[DIRECTIONS FOR THIS TASK]: Put every line of the listing below into a numbered list, and leave out any blank lines.

[Region annotation entries]:
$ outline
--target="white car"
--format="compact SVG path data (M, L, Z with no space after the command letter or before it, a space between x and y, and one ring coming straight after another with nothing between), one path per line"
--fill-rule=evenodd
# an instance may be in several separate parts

[THE COMPLETED TASK]:
1. $ outline
2. --target="white car"
3. --format="compact SVG path data (M, L, Z with no space after the command letter or before it, a space between x and y, and one ring coming straight after another with nothing between), one path per line"
4. --fill-rule=evenodd
5. # an instance may be in several separate parts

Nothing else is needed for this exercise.